Point-per-instance localization data
+ + + + + + +
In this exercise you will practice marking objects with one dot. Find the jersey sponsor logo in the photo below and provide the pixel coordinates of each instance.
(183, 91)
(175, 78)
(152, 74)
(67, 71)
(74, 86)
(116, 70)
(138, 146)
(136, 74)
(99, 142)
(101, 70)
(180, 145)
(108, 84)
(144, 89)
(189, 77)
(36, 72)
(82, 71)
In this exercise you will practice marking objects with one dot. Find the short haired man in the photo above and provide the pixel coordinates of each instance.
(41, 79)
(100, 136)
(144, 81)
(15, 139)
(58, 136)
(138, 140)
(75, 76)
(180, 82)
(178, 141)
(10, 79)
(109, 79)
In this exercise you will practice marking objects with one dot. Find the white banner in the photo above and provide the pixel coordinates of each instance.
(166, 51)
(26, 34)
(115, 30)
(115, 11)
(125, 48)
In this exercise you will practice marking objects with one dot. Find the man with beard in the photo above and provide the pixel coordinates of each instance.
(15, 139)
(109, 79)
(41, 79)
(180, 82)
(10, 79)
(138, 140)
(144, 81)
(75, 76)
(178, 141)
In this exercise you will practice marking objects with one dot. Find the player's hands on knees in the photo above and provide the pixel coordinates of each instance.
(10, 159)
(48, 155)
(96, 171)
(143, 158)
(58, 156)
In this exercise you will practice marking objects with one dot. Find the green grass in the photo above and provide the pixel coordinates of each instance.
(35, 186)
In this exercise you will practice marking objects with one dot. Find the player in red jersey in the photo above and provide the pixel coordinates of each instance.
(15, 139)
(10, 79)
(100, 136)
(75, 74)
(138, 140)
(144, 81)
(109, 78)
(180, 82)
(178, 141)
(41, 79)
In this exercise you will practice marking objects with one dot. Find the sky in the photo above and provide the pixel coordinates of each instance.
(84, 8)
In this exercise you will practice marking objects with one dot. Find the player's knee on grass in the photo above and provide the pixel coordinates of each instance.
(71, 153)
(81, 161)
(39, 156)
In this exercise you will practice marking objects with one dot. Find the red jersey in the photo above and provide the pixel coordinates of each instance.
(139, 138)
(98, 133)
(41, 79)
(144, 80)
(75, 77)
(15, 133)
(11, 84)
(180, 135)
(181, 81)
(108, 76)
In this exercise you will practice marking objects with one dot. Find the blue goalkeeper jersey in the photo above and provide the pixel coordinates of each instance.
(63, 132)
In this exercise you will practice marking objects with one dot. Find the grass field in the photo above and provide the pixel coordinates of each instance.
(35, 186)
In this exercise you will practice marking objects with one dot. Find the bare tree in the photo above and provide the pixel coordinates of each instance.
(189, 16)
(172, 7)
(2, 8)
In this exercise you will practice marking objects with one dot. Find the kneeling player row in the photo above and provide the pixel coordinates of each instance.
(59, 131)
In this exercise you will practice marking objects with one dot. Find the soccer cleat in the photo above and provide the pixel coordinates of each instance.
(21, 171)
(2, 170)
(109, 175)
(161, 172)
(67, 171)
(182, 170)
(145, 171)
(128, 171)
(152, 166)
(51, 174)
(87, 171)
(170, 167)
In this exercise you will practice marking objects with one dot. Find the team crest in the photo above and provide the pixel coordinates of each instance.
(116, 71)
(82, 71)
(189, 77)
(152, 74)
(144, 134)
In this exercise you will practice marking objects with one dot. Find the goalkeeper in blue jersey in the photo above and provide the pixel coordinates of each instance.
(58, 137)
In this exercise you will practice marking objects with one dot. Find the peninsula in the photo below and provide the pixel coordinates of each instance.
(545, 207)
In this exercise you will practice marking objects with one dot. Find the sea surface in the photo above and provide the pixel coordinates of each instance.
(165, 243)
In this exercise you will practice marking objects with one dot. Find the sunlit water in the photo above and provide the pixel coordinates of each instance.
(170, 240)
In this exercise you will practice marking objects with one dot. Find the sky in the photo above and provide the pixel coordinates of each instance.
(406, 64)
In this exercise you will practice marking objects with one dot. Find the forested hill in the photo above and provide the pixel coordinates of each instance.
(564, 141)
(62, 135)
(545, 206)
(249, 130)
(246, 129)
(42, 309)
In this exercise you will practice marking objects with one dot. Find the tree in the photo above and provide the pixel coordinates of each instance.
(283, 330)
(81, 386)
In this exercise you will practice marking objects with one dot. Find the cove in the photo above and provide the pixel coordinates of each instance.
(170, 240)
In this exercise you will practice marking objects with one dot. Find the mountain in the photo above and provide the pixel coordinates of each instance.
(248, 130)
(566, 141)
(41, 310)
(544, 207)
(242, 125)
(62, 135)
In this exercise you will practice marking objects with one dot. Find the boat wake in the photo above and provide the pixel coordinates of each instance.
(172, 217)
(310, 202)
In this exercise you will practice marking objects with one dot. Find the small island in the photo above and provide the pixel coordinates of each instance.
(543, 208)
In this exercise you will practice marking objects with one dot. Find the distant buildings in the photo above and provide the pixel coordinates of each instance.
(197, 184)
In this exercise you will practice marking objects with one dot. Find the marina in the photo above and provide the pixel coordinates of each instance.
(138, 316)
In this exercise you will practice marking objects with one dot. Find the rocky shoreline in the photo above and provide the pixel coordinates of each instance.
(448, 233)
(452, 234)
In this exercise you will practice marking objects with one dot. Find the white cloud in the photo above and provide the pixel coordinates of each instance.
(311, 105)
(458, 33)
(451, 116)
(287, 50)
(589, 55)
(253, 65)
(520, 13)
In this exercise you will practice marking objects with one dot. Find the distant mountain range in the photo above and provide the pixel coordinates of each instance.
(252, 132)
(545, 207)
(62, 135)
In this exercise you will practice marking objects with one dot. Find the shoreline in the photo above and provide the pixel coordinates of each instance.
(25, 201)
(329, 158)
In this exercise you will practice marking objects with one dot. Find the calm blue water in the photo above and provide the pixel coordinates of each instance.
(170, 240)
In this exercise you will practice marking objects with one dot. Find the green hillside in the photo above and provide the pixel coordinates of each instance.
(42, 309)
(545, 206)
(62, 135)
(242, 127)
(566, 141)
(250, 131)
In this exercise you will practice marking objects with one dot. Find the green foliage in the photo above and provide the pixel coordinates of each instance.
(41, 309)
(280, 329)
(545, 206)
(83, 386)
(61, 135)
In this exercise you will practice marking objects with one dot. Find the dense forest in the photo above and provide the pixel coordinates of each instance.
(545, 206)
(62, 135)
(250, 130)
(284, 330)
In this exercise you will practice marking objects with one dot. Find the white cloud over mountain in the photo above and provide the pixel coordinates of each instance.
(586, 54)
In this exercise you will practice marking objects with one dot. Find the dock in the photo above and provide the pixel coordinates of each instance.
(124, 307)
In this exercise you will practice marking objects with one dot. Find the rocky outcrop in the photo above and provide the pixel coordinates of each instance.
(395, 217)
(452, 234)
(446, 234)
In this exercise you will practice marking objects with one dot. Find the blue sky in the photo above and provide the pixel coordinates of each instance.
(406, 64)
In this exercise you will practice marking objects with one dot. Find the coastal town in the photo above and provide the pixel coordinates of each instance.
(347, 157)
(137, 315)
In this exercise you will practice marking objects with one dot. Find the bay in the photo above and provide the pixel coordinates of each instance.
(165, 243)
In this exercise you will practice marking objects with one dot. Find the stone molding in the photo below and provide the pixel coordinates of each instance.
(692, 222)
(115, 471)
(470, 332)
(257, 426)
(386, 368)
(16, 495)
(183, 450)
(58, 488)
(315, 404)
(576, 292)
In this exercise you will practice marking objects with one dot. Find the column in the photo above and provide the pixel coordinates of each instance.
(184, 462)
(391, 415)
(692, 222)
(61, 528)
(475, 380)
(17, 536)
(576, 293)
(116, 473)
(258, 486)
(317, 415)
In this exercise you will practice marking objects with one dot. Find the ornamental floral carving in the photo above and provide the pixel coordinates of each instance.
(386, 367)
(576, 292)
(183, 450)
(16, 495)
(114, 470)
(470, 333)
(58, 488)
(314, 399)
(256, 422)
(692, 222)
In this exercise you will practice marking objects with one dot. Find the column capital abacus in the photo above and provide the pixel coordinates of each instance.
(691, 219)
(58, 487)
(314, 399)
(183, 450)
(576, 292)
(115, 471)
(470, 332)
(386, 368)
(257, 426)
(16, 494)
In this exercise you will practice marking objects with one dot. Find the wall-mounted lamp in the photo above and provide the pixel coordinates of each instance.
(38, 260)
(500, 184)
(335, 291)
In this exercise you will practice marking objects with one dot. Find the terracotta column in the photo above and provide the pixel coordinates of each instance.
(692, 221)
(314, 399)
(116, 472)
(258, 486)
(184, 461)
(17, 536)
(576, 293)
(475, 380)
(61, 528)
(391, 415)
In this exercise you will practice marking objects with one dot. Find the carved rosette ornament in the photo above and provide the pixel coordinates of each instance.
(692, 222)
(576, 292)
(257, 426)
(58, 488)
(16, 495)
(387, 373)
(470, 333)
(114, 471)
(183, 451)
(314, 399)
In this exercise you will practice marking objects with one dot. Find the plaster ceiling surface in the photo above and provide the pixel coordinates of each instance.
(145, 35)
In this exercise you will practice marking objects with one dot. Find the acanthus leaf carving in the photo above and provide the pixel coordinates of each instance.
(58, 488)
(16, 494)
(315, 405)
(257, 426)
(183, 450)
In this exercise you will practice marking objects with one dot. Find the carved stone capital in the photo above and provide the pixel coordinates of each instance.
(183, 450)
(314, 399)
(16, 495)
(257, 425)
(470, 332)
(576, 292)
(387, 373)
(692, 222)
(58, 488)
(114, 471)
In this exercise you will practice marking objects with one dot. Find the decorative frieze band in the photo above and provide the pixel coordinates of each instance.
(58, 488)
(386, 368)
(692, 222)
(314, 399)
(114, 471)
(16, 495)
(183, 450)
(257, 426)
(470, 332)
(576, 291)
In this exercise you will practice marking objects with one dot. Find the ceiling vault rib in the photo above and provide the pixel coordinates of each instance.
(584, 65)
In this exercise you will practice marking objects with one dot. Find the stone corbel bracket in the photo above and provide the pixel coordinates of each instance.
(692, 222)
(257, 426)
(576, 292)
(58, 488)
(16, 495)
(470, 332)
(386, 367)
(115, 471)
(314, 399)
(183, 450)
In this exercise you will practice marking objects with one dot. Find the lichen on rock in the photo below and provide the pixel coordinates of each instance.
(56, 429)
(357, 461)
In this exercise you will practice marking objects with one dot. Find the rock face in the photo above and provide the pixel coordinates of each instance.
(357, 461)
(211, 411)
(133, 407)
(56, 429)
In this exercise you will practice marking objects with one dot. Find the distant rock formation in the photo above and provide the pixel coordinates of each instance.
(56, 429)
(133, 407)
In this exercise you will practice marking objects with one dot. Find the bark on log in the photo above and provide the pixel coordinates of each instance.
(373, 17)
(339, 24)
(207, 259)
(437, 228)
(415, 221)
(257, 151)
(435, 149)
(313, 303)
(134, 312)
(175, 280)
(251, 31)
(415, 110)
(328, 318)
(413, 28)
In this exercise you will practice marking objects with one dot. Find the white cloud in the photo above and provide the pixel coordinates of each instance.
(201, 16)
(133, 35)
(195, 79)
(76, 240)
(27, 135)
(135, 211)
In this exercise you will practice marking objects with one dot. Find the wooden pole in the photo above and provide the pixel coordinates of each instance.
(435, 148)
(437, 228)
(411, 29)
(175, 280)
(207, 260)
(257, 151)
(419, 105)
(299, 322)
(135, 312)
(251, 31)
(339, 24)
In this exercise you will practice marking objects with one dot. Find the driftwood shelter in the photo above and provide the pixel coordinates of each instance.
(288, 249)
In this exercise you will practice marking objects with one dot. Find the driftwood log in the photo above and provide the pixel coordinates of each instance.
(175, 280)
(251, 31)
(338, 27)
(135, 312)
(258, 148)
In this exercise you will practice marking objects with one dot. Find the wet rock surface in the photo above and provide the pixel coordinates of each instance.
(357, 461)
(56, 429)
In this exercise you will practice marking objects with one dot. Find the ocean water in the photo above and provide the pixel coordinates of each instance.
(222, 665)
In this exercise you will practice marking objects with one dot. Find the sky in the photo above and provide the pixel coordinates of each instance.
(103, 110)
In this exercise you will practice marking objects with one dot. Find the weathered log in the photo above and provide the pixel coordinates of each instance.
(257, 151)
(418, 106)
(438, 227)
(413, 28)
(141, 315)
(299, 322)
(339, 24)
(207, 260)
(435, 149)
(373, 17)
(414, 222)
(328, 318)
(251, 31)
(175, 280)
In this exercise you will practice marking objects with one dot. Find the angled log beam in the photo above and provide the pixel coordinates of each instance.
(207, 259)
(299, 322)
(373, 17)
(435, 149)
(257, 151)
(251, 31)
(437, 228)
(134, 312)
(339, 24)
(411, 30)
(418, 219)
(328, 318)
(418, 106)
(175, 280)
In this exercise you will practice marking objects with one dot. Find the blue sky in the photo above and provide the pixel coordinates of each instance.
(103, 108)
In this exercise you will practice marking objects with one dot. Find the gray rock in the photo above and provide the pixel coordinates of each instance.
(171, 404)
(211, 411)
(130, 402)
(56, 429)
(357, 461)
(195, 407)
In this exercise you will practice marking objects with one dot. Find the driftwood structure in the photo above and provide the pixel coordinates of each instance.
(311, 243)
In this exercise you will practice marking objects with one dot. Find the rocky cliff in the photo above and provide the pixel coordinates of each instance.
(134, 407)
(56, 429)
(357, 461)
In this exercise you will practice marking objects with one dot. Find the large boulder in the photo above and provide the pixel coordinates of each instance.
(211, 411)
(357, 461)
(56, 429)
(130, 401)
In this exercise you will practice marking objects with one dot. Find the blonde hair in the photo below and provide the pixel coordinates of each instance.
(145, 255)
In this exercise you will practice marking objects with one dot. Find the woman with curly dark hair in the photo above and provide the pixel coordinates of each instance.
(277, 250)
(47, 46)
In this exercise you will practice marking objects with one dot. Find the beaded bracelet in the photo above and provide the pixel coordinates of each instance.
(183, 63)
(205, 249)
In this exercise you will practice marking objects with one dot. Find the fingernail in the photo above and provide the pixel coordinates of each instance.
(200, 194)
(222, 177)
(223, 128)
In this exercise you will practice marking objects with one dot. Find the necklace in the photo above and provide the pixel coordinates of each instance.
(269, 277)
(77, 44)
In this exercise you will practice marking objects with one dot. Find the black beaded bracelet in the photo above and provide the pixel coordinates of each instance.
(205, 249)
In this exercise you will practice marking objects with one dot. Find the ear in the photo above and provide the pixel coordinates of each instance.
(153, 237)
+ + + + + + +
* Task: Once you find the line containing "Find the beaded", copy it and every line after it through the end of the records, exactly as they stand.

* Output of the exercise:
In this exercise you will practice marking objects with one dot. Find the beaded bracelet in the photo above and provide the pixel coordinates of each instance.
(183, 63)
(205, 249)
In this exercise you will practice marking objects with one dot. Find the fingernail in the photo above and provide the pixel coordinates of each instance.
(200, 194)
(222, 177)
(223, 128)
In this exercise you will practice marking objects with one dot. Find the necklace in the photo above and provide the pixel coordinates of each instance.
(269, 277)
(77, 44)
In this exercise you will practice marking objects with one dot. Find the black beaded bracelet in the photo above and provide the pixel coordinates of each instance.
(205, 249)
In this exercise you will practice marking objects with one dot. Find the ear in the photo above and provide the pixel coordinates of each instance.
(153, 237)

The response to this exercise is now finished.